PAGE EXCERPT:

Guatemala’s Congress stands poised to amend its National Reconciliation Law of 1996, which prohibits granting amnesty to those who had committed international crimes including genocide, torture, and crimes against humanity. The proposed legislation would terminate all ongoing proceedings against grave crimes committed during the country’s civil war, free all military officials and guerrilla leaders already convicted for these grave crimes, and bar all future investigations into such crimes. This legislation would violate international law, which establishes that grave violations of human rights must not be subject to amnesties, statutes of limitation, or other mechanisms that would hold perpetrators in impunity. It would also erase a decade of progress in efforts to clarify the truth about past crimes and hold those responsible accountable.

Between 2008 and 2018, Guatemalan courts issued 16 verdicts in human rights cases linked to the 36-year civil conflict (1960-1996), convicting 33 former military officials, military commissioners, and former civil defense patrol members of a series of war crimes, including torture, enforced disappearance, extrajudicial execution, aggravated sexual violence, and sexual and domestic slavery. Those convicted include retired senior military officials who have long been seen as untouchable, including former Army Chief of Staff Benedicto Lucas García and former military intelligence chief Manuel Callejas y CallejasTwo officials in two separate cases have been acquitted. Courts also convicted one former guerrilla leader for his role in a 1988 massacre.

Another 14 retired military officials and former military commissioners are in preventive detention awaiting trial, including Lucas García, who was convicted last year but faces charges in another case. Several who were on trial or were awaiting trial, including former dictator Efraín Ríos Montt, whose conviction in 2013 was vacated, died before their trials concluded. Under the terms of the proposed legislation, all of these former officials would be freed within 24 hours of its promulgation.

Prosecuting War Criminals

In post-accord Guatemala, the continued power of the military and the weakness of legal institutions meant that judicial authorities were reticent to criminally investigate human rights crimes, although amnesty did not cover those who had committed grave crimes. Only a few high-profile cases, including the 1990 murder of anthropologist Myrna Mack and the 1998 murder of Bishop Juan Gerardi, ever made it to court.

In the face of this institutionalized impunity, victims’ associations and their allies in civil society persisted in their demands for accountability, collecting evidence to document grave human rights violations, including witness testimonies, physical evidence, and official documents.

INPUT DATA:
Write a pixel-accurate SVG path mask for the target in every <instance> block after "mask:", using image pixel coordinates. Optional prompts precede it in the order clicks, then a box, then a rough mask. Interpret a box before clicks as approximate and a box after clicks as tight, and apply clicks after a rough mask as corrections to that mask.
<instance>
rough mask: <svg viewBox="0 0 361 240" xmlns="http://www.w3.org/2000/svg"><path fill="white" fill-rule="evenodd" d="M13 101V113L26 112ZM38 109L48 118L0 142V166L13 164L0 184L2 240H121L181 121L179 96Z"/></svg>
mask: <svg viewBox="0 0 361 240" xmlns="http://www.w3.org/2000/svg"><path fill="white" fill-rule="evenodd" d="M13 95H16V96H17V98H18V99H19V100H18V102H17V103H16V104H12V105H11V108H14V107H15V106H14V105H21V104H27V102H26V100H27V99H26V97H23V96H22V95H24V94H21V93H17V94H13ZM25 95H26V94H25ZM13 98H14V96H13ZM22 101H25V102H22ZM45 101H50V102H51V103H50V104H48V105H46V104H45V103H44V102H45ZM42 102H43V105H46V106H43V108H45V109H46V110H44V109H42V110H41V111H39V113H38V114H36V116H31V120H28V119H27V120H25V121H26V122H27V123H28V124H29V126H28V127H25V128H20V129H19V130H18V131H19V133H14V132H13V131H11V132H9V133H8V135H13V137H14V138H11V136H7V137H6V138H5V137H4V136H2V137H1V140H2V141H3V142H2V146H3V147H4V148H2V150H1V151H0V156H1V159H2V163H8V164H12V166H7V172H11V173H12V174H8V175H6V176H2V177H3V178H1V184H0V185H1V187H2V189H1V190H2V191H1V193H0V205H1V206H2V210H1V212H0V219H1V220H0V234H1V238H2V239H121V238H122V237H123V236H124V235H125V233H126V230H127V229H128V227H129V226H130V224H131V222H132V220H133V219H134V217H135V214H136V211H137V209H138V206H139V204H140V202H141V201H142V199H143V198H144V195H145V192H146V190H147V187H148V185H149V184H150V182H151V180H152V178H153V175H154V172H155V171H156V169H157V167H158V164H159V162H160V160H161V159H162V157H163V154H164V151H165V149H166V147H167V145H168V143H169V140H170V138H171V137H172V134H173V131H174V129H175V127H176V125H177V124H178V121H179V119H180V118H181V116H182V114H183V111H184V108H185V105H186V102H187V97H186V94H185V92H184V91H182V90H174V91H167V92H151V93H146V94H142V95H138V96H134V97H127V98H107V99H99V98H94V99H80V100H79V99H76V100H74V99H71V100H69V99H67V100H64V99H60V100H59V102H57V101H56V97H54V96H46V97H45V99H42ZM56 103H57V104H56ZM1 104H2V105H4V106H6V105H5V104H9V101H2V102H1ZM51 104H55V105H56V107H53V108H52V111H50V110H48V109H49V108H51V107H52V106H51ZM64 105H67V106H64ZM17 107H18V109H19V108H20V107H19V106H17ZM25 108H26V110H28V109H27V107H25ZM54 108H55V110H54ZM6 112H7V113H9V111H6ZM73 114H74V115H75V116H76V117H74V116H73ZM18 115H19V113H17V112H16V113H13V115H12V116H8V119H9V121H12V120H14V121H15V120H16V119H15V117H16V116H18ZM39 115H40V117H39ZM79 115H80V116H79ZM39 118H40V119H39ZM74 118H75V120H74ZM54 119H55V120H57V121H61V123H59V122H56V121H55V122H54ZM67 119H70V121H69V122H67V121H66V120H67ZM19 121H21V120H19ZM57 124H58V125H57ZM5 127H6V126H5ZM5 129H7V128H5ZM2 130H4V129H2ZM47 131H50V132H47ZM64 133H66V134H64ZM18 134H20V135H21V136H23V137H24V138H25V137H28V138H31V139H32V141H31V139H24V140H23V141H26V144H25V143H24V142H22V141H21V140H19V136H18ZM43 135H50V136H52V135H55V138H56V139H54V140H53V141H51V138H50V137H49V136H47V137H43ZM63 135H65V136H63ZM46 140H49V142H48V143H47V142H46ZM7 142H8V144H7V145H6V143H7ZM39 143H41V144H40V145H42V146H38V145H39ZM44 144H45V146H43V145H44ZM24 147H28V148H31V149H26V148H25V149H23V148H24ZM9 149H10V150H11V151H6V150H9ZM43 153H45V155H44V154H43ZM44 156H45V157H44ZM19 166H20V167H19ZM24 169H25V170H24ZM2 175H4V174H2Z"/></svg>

DIRECTIVE 1: In the passage on Guatemala's proposed amnesty, how many verdicts did Guatemalan courts issue in civil-war human rights cases between 2008 and 2018?
DIRECTIVE 2: Extend the passage on Guatemala's proposed amnesty past its final paragraph, following on from the account of victims' associations gathering evidence.

WRITTEN RESPONSE 1: 16 verdicts

WRITTEN RESPONSE 2:
In light of inaction by domestic courts, they also began to press their claims for truth and justice before regional and international courts. The Inter-American Commission for Human Rights has condemned the state of Guatemala in 27 cases, more than half of them involving human rights crimes related to the internal armed conflict, and has ordered authorities to investigate, prosecute and punish those responsible for these crimes.

As this external pressure was building, Guatemala’s legal institutions were changing. New leadership in the Attorney General’s Office asserted the need for independent investigations into crimes of the past. The UN-sponsored International Commission Against Impunity in Guatemala (CICIG) contributed to strengthening the autonomy of prosecutors and judges. Especially important was the creation of High Risk Tribunals, which provided judges with special training and additional protection to investigate complex criminal cases. Since their creation, the High Risk Tribunals have heard all human rights cases.   

The early cases that came to trial focused primarily on foot soldiers and low-ranking military officials during the war. But impetus grew for the prosecution of senior military officials responsible for the design and implementation of a counterinsurgency strategy that resulted in massive human rights violations during the Guatemalan Civil War. Most notable was the 2013 trial against former dictator and retired army General Efraín Ríos Montt, who was found guilty of genocide and crimes against humanity against the Maya Ixil population and sentenced to 80 years in prison, and his military intelligence chief retired army General José Mauricio Rodríguez Sánchez, who was acquitted. Ten days after the sentencing, under intense pressure from business elites and sectors of the military, the Constitutional Court ruled, in a split decision, to partially suspend the proceedings, effectively vacating the verdict and forcing a retrial. Ríos Montt died in April 2018 in the midst of his retrial. Rodríguez Sánchez was acquitted for a second time in October 2018, though the court unanimously found that the Guatemalan Army committed genocide against the Maya Ixil.

The setback in the genocide case made the prosecution of human rights abusers seem like a pipe dream. The Association of Military Veterans of Guatemala (Avemilgua), formed in 1995 by senior retired military officials who opposed the peace accords, were rabid opponents of criminal prosecution of war crimes. They, and other key players, including the Foundation Against Terrorism, portrayed the trials as a political strategy of revenge orchestrated by former guerrillas who had lost on the battle field and were now carrying out war against the army in the courtroom. Paid ads and anonymous circulars portrayed Claudia Paz y Paz, the valiant Attorney General who brought forth the genocide case, as a guerrilla leader bent on revenge. They had a powerful ally in then-President Otto Pérez Molina, who had been a commanding officer in the Ixil region during the Ríos Montt government and had been implicated in human rights violations. More surprising was that moderate political notables, such as former vice-president Eduardo Stein, also questioned the genocide trial as a violation of the peace accords and as a threat to peace.

In this context, the counter-offensive began to bear fruit. Claudia Paz y Paz was forced out of her position in May 2014, six months early. There was tremendous fear that Pérez Molina’s new pick for the job, Thelma Aldana, would dismantle the Human Rights Section in the Attorney General’s Office that had been instrumental in moving conflict-era cases to trial. Intimidation campaigns targeted human rights defenders. Frivolous lawsuits and other legal actions were brought by the Foundation Against Terrorism and others against several of those who participated in the genocide trial, including lead prosecutor Orlando López, presiding judge Yassmín Barrios, and forensic anthropologist Fredy Peccerelli.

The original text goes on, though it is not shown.